**Directions for this task**
With every mark kept, transcribe all of the records.

※

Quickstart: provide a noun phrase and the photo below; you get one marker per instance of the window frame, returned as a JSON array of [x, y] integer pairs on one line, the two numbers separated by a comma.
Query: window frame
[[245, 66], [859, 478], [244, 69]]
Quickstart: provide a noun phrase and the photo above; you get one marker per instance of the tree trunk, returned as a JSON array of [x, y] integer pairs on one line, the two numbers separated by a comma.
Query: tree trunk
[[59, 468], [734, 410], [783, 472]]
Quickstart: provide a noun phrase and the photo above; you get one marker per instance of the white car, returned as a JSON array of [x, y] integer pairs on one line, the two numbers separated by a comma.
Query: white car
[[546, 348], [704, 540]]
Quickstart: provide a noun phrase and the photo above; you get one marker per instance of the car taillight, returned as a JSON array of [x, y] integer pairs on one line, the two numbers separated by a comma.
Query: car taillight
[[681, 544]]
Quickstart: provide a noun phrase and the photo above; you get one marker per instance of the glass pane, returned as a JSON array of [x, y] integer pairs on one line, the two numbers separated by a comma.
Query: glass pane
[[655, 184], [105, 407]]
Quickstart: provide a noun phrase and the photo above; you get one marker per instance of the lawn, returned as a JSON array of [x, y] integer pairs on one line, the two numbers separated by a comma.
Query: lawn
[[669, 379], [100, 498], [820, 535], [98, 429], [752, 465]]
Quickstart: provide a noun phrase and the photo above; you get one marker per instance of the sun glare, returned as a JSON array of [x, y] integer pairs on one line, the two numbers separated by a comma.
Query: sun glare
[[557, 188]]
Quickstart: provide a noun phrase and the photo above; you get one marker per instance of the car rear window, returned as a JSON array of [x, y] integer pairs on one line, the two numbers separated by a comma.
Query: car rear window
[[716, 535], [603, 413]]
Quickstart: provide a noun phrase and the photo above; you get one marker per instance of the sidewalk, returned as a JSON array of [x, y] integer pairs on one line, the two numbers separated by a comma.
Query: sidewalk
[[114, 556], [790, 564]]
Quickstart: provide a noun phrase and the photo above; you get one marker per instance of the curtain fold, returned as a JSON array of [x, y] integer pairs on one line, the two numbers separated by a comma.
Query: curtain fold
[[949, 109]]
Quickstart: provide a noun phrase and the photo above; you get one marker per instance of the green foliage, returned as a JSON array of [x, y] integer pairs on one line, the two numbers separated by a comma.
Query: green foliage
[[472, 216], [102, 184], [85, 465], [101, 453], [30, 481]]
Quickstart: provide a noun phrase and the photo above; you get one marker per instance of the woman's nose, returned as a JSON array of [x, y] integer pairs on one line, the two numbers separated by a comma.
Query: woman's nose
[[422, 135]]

※

**Written response**
Quickstart: provide a noun phrase and the photo below; you get one marker per instance of the window frame, returned as a JSON array of [x, y] integer pairs on one line, the two numbers separated by a comma.
Query: window frame
[[245, 66], [859, 478], [244, 69]]
Quickstart: provide a noun phrase and the photo above; you get one marker per instance of the tree trunk, returned as a JSON array of [x, y] integer pairs on one line, the two numbers separated by a comma.
Query: tree trunk
[[59, 468], [734, 410], [783, 472]]
Quickstart: provide a noun phrase and the photo above; you get one marker per instance of the white car, returned as a JSON array of [x, y] integer pairs on one line, the two numbers separated by a comma.
Query: white car
[[546, 348], [704, 540]]
Quickstart: provide a noun phrase and the photo above; you get one marker per instance of the car taillight, returned as a JSON array of [x, y] integer pairs on one line, the two numbers separated by a comma.
Query: car taillight
[[681, 544]]
Quickstart: provide a noun phrase and the photo above; you get one marker per instance of the glass pane, returned as a JSON array of [x, y] integer pairs on one line, the two numbers separated by a comma.
Query: glass pane
[[655, 184], [105, 407]]
Quickstart: provide a noun phrase and the photo above; you get one marker per instance of the lawn, returned as a JSON array of [x, y] integer pairs on one line, the two numbers separated by a comma.
Query: lawn
[[669, 379], [100, 498], [820, 535], [98, 429], [752, 465]]
Quickstart: provide a noun phrase and the photo above; you get one marker per instance of the sun glare, returned as a JSON array of [x, y] integer pairs on one line, the two numbers separated by a comma.
Query: sun glare
[[557, 188]]
Quickstart: provide a noun phrase and the photo above; you get one marker per instance of the car rear window, returned as a JSON array of [x, y] integer pairs on one line, the two numbers separated by a comma.
Query: car rear window
[[716, 535], [603, 413]]
Quickstart: provide a noun phrase and the photo above; you get one marker per instance of the sidewalk, returned as a JSON array of [x, y] integer pairs on one line, the two numbers separated by a comma.
Query: sidewalk
[[114, 556], [790, 564]]
Quickstart: provide a noun phrase and the photo above; you get one marker per instance of the curtain fold, returned as a JSON array of [x, y] integer pairs on one line, the two numbers separated by a comma.
Query: curtain fold
[[949, 109]]
Quickstart: provide a noun phrase and the photo above; you get one marker per instance of the green foliage, returned as a JSON array of [x, y] integer pairs on one line, the two numbers separated by a comma.
Query: green foliage
[[472, 216], [102, 184], [85, 465], [101, 453], [30, 481]]
Quickstart: provide a noun phrase and the photo above; you get one marker per instance of the woman's nose, returned as a JSON array of [x, y] integer pairs on one line, the two numbers separated by a comma.
Query: woman's nose
[[422, 135]]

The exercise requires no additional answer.